## 記述課題 a
落語「らくだ」についての文章を読み、次の問いに答えること。
(i) らくだは何にあたって死んだか。
(ii) 月番とはどういう役割か。
(iii) 半次が屑やから取り上げる商売道具は何か。

断腸亭料理日記2019

断腸亭落語案内 その18 志ん生・らくだ

引き続き、志ん生師「らくだ」。

フグにあたって死んでしまったらくだの家。
兄弟分の丁の目の半次というのがきて、葬式を出してやろうと思うが
こいつも博打で取られて一文無し。好都合に屑やがきてなにか
買わそうとするが、らくだの家財はすべて過去に屑やにも見放された
ものばかり。

帰ろうとする屑やを止めて、月番のところに行ってこいという。
月番というのは、長屋で月毎に回り持ちで雑用をする役割。

屑やは「年を取ったお袋に女房があって子供二人。今、仕事に
出たばかりで、釜のふたが開かない(食えない)」から勘弁してくれ
というが、脅して、行かせる。

指令は「長屋には祝儀、不祝儀の付き合いはあるだろう、らくだの
香典集めて持ってこい」「出すの出さねえのいったらな、俺が出て
いって、ものが面倒になる、と、そ(う)いいな」。
(江戸弁では「そういいな」の「う」が落ち「そいいいな」になる
ことがある。志ん生師はこの傾向が強い。また「そいう」はこれだけで
店屋物を取るときなど「そばやにそいう」などの使われ方もあった。)

「ナマジ品物で持ってこられても困るから、生(ナマ、現金)で持ってこい」
というのが入ることがある。

さらに「手前(てめえ)は、ずらかる憂いがある」からと、屑やの商売道具の
篭を取り上げる。(ここは、秤と風呂敷のこともある。)

屑や、ぶつぶつ言いながら月番のことろへ。

屑「月番は、あーたですか?」
月「はい、あたし。なに?」
屑「あのー、らくださんがねえ、、」
月「あー、とっ、と。

## 記述課題 b
記録の最初の行から「[[[40,169],[41,1],[3,3],[3,169]]]」を含む行まで（両端の行を含む）を書き直すこと。「weathered wood plank」を「aged wooden board」に置き換え、ほかは一切変えず、画像は省くこと。

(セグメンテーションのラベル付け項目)
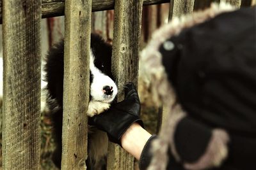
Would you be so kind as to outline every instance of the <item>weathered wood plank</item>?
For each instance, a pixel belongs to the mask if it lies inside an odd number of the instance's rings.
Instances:
[[[86,169],[92,0],[65,6],[61,169]]]
[[[2,0],[0,0],[0,24],[2,23]],[[143,6],[167,3],[170,0],[144,0]],[[113,10],[114,0],[93,0],[92,11]],[[47,18],[64,15],[65,0],[42,0],[42,17]]]
[[[220,0],[195,0],[194,3],[194,11],[199,10],[203,10],[207,7],[209,7],[211,4],[213,2],[220,3]]]
[[[171,0],[170,1],[169,20],[173,17],[191,13],[194,6],[194,0]]]
[[[118,85],[132,81],[138,87],[138,53],[143,0],[115,1],[112,71]],[[118,101],[124,98],[124,92]],[[122,148],[109,143],[108,169],[134,169],[134,158]]]
[[[236,7],[240,8],[241,1],[242,0],[221,0],[220,1],[228,3]]]
[[[40,169],[41,1],[3,3],[3,169]]]

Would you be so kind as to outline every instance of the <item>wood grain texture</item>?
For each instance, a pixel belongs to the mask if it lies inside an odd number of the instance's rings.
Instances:
[[[92,0],[65,6],[61,169],[86,169]]]
[[[191,13],[194,0],[171,0],[170,1],[169,20],[174,17]]]
[[[2,23],[2,5],[0,0],[0,24]],[[169,3],[170,0],[144,0],[143,6]],[[113,10],[114,0],[93,0],[92,11]],[[47,18],[64,15],[65,0],[42,0],[42,17]]]
[[[213,2],[219,3],[220,0],[195,0],[194,3],[194,11],[199,10],[204,10],[210,6],[211,4]]]
[[[129,81],[138,87],[143,0],[118,0],[115,3],[112,71],[121,87]],[[120,90],[118,101],[124,97]],[[107,169],[133,169],[134,158],[117,145],[109,143]]]
[[[3,3],[3,169],[40,169],[41,1]]]
[[[221,2],[225,2],[229,3],[236,7],[240,8],[242,0],[221,0]]]

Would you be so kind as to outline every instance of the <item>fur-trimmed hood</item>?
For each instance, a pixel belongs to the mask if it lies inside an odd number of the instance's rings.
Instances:
[[[256,85],[255,9],[235,10],[212,4],[175,18],[141,52],[140,82],[168,112],[148,169],[166,169],[168,148],[186,169],[219,167],[230,150],[236,153],[241,133],[255,140],[256,91],[248,85]],[[256,153],[250,143],[236,167]]]

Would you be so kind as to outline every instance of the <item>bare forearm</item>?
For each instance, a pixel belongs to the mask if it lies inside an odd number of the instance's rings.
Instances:
[[[134,123],[122,136],[122,146],[139,160],[142,150],[150,136],[150,133],[138,124]]]

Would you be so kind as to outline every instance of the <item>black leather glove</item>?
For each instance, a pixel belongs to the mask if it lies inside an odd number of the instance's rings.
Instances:
[[[122,136],[133,123],[138,122],[143,127],[137,90],[132,83],[129,83],[126,87],[123,101],[113,104],[106,111],[89,118],[88,122],[106,132],[109,141],[120,146]]]

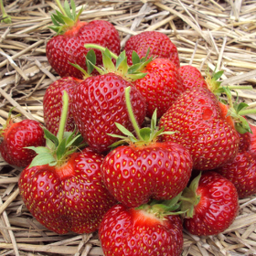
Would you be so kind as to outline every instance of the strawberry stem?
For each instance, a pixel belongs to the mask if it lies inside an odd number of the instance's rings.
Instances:
[[[68,15],[66,14],[64,8],[62,7],[59,0],[55,0],[55,3],[57,4],[59,9],[60,10],[60,12],[62,13],[62,15],[64,15],[65,16],[68,16]]]
[[[99,45],[95,45],[95,44],[85,44],[84,47],[86,48],[97,48],[97,49],[100,49],[101,51],[105,51],[105,48],[101,47],[101,46],[99,46]],[[113,52],[110,51],[111,53],[111,56],[114,59],[118,59],[118,56],[115,55]]]
[[[125,95],[125,101],[126,101],[128,114],[129,114],[130,120],[133,123],[133,126],[135,130],[138,139],[143,140],[143,138],[140,134],[140,127],[139,127],[139,125],[136,122],[136,119],[133,115],[133,107],[132,107],[132,103],[131,103],[131,100],[130,100],[130,91],[131,91],[131,86],[128,86],[127,88],[125,88],[124,95]]]
[[[59,132],[58,132],[58,140],[60,143],[64,131],[65,131],[65,124],[67,121],[67,115],[68,115],[68,111],[69,111],[69,95],[66,91],[63,91],[63,96],[62,96],[62,112],[61,112],[61,117],[60,117],[60,122],[59,122]]]

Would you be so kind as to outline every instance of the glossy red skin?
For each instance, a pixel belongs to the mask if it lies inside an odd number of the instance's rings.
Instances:
[[[116,55],[120,54],[120,37],[118,31],[108,21],[93,20],[89,23],[78,21],[75,27],[63,35],[52,37],[47,44],[47,58],[61,77],[83,78],[81,71],[72,67],[69,62],[79,64],[86,69],[85,56],[90,48],[85,44],[97,44],[107,48]],[[101,53],[94,49],[96,65],[102,65]]]
[[[106,256],[179,256],[183,248],[178,216],[169,215],[161,221],[123,205],[105,214],[99,237]]]
[[[256,127],[250,126],[253,133],[240,134],[240,152],[235,159],[216,170],[235,185],[240,198],[256,193]]]
[[[103,182],[123,205],[136,208],[150,198],[171,199],[187,185],[191,156],[175,143],[120,146],[104,158]]]
[[[124,90],[131,86],[133,112],[139,125],[145,116],[145,101],[140,91],[113,73],[86,79],[73,95],[73,118],[82,137],[99,153],[117,141],[107,133],[122,134],[115,123],[133,131],[125,104]]]
[[[215,172],[202,175],[196,191],[200,201],[194,216],[184,219],[185,228],[193,235],[217,235],[227,229],[239,211],[238,193],[234,185]]]
[[[163,141],[173,141],[189,150],[196,170],[211,170],[231,162],[239,151],[240,138],[221,113],[216,96],[205,88],[182,93],[159,122]]]
[[[160,118],[185,90],[176,65],[169,59],[155,59],[146,65],[147,75],[135,81],[135,87],[146,100],[146,115],[152,117],[157,109]]]
[[[47,89],[43,101],[44,121],[46,128],[54,135],[57,135],[59,131],[59,120],[62,111],[63,91],[67,91],[69,94],[69,102],[71,102],[74,90],[80,82],[81,80],[76,78],[65,77],[54,81]],[[65,131],[73,132],[74,129],[75,122],[72,117],[71,108],[69,107],[67,115]]]
[[[185,65],[178,69],[182,85],[185,90],[203,87],[208,88],[208,84],[201,72],[191,65]]]
[[[148,58],[167,59],[174,62],[177,69],[179,68],[176,45],[166,35],[157,31],[142,32],[129,38],[124,47],[128,64],[133,65],[132,54],[133,50],[140,58],[143,58],[146,55],[148,48],[150,48]]]
[[[20,195],[31,214],[59,234],[95,231],[103,214],[116,201],[101,175],[103,156],[91,150],[70,155],[61,168],[26,168],[18,181]]]
[[[27,146],[45,146],[46,139],[40,123],[34,120],[23,120],[19,123],[10,122],[5,129],[4,140],[0,144],[3,158],[12,165],[26,167],[37,155]]]

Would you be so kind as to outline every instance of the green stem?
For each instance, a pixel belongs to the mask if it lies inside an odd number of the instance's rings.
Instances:
[[[57,4],[59,9],[60,10],[60,12],[62,13],[63,16],[68,16],[68,15],[66,14],[64,8],[62,7],[59,0],[55,0],[55,3]]]
[[[135,133],[137,134],[137,137],[138,137],[138,139],[143,140],[143,138],[140,134],[140,127],[139,127],[139,125],[136,122],[136,119],[133,115],[133,107],[132,107],[132,103],[131,103],[131,100],[130,100],[130,91],[131,91],[131,86],[128,86],[127,88],[125,88],[124,95],[125,95],[126,107],[127,107],[127,110],[128,110],[129,117],[131,119],[133,126],[133,128],[135,130]]]
[[[95,44],[85,44],[84,47],[86,48],[97,48],[97,49],[100,49],[101,51],[104,51],[106,48],[101,47],[101,46],[99,46],[99,45],[95,45]],[[113,52],[110,51],[111,53],[111,56],[114,59],[117,59],[118,56],[115,55]]]
[[[228,87],[229,90],[253,90],[253,87],[251,85],[248,85],[248,86],[229,85],[229,86],[225,86],[225,87]]]
[[[65,124],[66,124],[66,121],[67,121],[67,115],[68,115],[68,111],[69,111],[69,95],[66,91],[63,91],[62,102],[63,102],[62,112],[61,112],[59,126],[59,132],[58,132],[58,135],[57,135],[59,143],[61,142],[61,140],[63,138],[63,134],[64,134],[64,131],[65,131]]]
[[[240,115],[246,115],[246,114],[251,114],[251,113],[256,113],[256,109],[252,109],[252,110],[244,110],[244,111],[240,111],[239,112]]]
[[[3,4],[3,0],[0,0],[0,7],[1,7],[1,11],[2,11],[2,15],[3,15],[3,22],[9,24],[12,23],[12,19],[11,17],[6,14],[4,4]]]

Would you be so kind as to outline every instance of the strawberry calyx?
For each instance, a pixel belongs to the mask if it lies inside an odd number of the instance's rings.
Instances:
[[[152,119],[151,119],[151,126],[144,127],[144,128],[140,129],[140,127],[136,122],[136,119],[133,115],[133,108],[132,108],[132,103],[131,103],[131,99],[130,99],[130,91],[131,91],[130,86],[125,88],[125,92],[124,92],[125,102],[126,102],[126,107],[127,107],[130,120],[133,123],[133,126],[134,128],[137,137],[135,137],[133,133],[128,131],[122,124],[115,123],[116,127],[126,136],[107,133],[110,136],[121,139],[120,141],[112,144],[111,145],[111,147],[116,147],[116,146],[125,144],[125,143],[127,143],[129,144],[133,144],[133,146],[150,145],[150,144],[155,144],[158,136],[160,136],[160,135],[163,135],[163,134],[171,135],[171,134],[175,133],[175,132],[164,132],[164,130],[165,130],[164,127],[159,130],[159,127],[156,126],[156,123],[157,123],[156,110],[154,112]]]
[[[149,54],[149,49],[147,52],[147,56],[142,58],[140,59],[139,56],[134,53],[134,64],[133,66],[129,66],[127,63],[127,56],[125,54],[125,50],[123,50],[119,56],[111,52],[108,48],[103,48],[95,44],[86,44],[84,45],[86,48],[96,48],[100,49],[102,54],[102,62],[103,67],[99,68],[93,65],[93,67],[98,70],[101,75],[107,73],[114,73],[123,77],[124,80],[129,81],[134,81],[139,79],[143,79],[146,76],[146,73],[144,72],[144,68],[152,61],[153,58],[150,58],[146,60],[146,58]],[[112,59],[116,60],[116,64],[114,65]]]
[[[64,2],[64,6],[60,5],[59,0],[55,0],[55,2],[60,12],[56,10],[56,14],[51,16],[51,20],[54,26],[50,26],[48,27],[59,35],[77,26],[79,23],[79,17],[82,13],[83,8],[76,14],[76,5],[74,0],[70,1],[71,10],[67,0]]]
[[[69,156],[79,148],[85,146],[83,138],[76,130],[64,132],[69,109],[69,95],[63,91],[63,108],[57,136],[43,128],[47,146],[28,146],[26,148],[34,150],[37,155],[32,160],[29,168],[37,165],[48,165],[50,166],[61,167],[67,163]]]
[[[185,212],[187,218],[193,218],[194,208],[200,201],[201,197],[197,194],[200,177],[201,173],[192,180],[189,187],[187,187],[183,190],[182,195],[179,197],[179,201],[181,204],[180,209],[182,212]]]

## 解答全文 a
(i) フグ
(ii) 長屋で月毎に回り持ちで雑用をする役割
(iii) 篭

## 解答全文 b
Would you be so kind as to outline every instance of the <item>aged wooden board</item>?
For each instance, a pixel belongs to the mask if it lies inside an odd number of the instance's rings.
Instances:
[[[86,169],[92,0],[65,6],[61,169]]]
[[[2,0],[0,0],[0,24],[2,23]],[[143,6],[167,3],[170,0],[144,0]],[[113,10],[114,0],[93,0],[92,11]],[[47,18],[64,15],[65,0],[42,0],[42,17]]]
[[[220,0],[195,0],[194,3],[194,11],[199,10],[203,10],[207,7],[209,7],[211,4],[213,2],[220,3]]]
[[[171,0],[170,1],[169,20],[173,17],[191,13],[194,6],[194,0]]]
[[[118,85],[132,81],[138,87],[138,53],[143,0],[115,1],[112,71]],[[118,101],[124,98],[124,92]],[[122,148],[109,143],[108,169],[134,169],[134,158]]]
[[[236,7],[240,8],[241,1],[242,0],[221,0],[220,1],[228,3]]]
[[[40,169],[41,1],[3,3],[3,169]]]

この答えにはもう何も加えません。